--- START ---

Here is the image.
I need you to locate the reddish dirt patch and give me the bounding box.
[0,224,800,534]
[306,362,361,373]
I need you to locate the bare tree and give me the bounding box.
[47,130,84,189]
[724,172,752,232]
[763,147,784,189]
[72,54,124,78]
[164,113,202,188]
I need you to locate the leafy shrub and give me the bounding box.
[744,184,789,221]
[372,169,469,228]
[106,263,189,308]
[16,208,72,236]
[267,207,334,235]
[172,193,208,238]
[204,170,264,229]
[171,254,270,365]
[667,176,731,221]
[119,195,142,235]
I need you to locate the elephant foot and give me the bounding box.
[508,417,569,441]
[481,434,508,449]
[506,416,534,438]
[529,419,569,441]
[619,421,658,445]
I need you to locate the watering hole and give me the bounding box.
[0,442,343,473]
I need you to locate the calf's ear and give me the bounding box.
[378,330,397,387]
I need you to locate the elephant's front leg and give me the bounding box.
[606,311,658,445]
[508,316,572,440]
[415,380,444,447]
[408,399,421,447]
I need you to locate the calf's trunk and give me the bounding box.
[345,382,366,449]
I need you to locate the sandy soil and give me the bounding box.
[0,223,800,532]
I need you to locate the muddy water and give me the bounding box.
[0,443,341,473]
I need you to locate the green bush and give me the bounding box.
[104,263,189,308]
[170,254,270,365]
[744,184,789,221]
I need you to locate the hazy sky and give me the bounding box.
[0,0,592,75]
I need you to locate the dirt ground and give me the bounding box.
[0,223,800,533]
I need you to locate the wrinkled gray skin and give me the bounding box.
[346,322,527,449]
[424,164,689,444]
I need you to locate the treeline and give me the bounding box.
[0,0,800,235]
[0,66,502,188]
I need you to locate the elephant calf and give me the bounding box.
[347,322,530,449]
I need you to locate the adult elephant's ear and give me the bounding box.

--- END ---

→ WRITTEN PROBLEM: Recast the records from the line with "I need you to locate the hazy" up to and including the line with "[424,164,689,444]" as a two-column CSV with columns named text and answer. Give one row for each sentence together with all the answers beneath it, put each field in quotes, and turn line breaks into spaces.

→ ANSWER TO THIS TASK:
text,answer
"I need you to locate the hazy sky and give me the bounding box.","[0,0,592,75]"
"I need you to locate the dirt ground and give me the bounding box.","[0,223,800,533]"
"I need you to locate the wrinkled gray skin and give me the bounding box.","[346,322,527,449] [424,164,689,444]"